Text shown Block Start
Being small, gray, barely noticeable and often left for weeds to grow in defined the essence of my childhood identity. So was the unfortunate proximity to a tattered old porch. The essence of the paradox was how to be outstandingly ordinary. Thinking of concrete, did you know that when I was fourteen my dad and I made the concrete walls of our basement in just one weekend. I mixed the concrete (according to his recipe) poured the batches one by one into a wheelbarrow and dumped the loads into the waiting mold where dad distributed and smoothed it with a trowel. That’s heavy labor and back then it never occurred to me that it was a lot to ask of a fourteen year old girl. It needed doing and there was nothing else to consider.

Feral cat Shadow in her favorite planter. She prefers round pots
 Now back to that little square planter. I’m really struggling to get to just why I know it’s me and it’s a false me that I must break through and rebuild, or maybe just break up and trash. But even though I’m ashamed of it, there is something about it that I’m also proud of. It’s tough, a lot tougher than it looks, because I know the recipe for the concrete and it’s made for maximum power. What I don’t like is that it’s roughly finished and gray; it doesn’t fit where it’s placed and it is a doomed effort at embellishment in an environment unfriendly to decoration. Also, it’s too small to fulfill its purpose and this was the essence of most of my childhood involvements.

 It’s past time to move beyond this identity. Having PQ in my life is of course one way to push myself beyond the confinement of the basic grey cement wall. The possibility of not doing grunge work for someone else is a new experience and feels strangely vulnerable and naked. Can we really survive on our own? Actually, the vulnerable feeling comes from pealing off a familiar cover. It seemed safe to be made of cement and be strong but insignificant. This way of existing pretends to be practical and safe. Pretending to be made of rough grey cement is not genuinely modest but a ploy to avoid challenging the perceived status quo. What would happen if I relied on the incredible fractal web of creation and re-creation?

This  real world is usually covered by socially sanctioned walls of exploitation and fear. So far, we are doing OK with paintings and PQ’s workshops as auxiliaries to our Social Security. But there is so much to learn. I’m thinking that not having a backup fund anymore is the push needed to make me leave my defeatist social conditioning in the dust. It feels risky, perhaps even riskier than it actually is because the low paying jobs that I was accustomed to never did more than barely get me through the month if padded with an art sale here and there and the occasional rescue from my parents. Such luxuries as doctors, dentists and vacations were never part of the picture.

Baby Swallows waiting for lunch to arrive.
Text shown Block End
→ Prompt A
Reproduce the essay's wording verbatim, starting at "This  real world" and ending at "of the picture.".
→ Prompt B
In the essay, how old was the writer when the basement's concrete walls were made?
Material shown Block Start
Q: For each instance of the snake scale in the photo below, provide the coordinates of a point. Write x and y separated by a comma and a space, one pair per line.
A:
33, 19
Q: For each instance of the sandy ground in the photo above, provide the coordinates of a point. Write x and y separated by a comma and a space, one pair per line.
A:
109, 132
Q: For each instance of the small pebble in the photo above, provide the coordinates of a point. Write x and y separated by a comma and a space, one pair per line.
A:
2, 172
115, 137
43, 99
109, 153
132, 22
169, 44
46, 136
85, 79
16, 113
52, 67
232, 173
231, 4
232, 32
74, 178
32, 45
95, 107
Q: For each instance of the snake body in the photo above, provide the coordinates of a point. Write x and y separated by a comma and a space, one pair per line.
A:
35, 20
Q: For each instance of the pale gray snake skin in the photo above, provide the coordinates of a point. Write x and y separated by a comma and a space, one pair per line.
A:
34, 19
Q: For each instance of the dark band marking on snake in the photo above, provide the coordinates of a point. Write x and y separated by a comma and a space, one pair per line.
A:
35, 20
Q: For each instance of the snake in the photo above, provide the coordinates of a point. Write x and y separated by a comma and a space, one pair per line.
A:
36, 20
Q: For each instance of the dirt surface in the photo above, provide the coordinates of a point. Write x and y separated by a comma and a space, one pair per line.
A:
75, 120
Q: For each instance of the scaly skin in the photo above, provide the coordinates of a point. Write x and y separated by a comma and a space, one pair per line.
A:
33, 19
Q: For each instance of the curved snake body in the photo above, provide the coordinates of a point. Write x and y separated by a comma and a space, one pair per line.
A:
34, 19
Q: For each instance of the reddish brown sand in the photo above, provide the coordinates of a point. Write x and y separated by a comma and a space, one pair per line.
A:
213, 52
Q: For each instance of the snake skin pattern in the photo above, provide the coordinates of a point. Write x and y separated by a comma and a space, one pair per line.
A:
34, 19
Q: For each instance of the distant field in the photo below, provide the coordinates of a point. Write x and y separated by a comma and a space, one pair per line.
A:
Material shown Block End
→ Exercise result A
This  real world is usually covered by socially sanctioned walls of exploitation and fear. So far, we are doing OK with paintings and PQ’s workshops as auxiliaries to our Social Security. But there is so much to learn. I’m thinking that not having a backup fund anymore is the push needed to make me leave my defeatist social conditioning in the dust. It feels risky, perhaps even riskier than it actually is because the low paying jobs that I was accustomed to never did more than barely get me through the month if padded with an art sale here and there and the occasional rescue from my parents. Such luxuries as doctors, dentists and vacations were never part of the picture.

→ Exercise result B
Fourteen.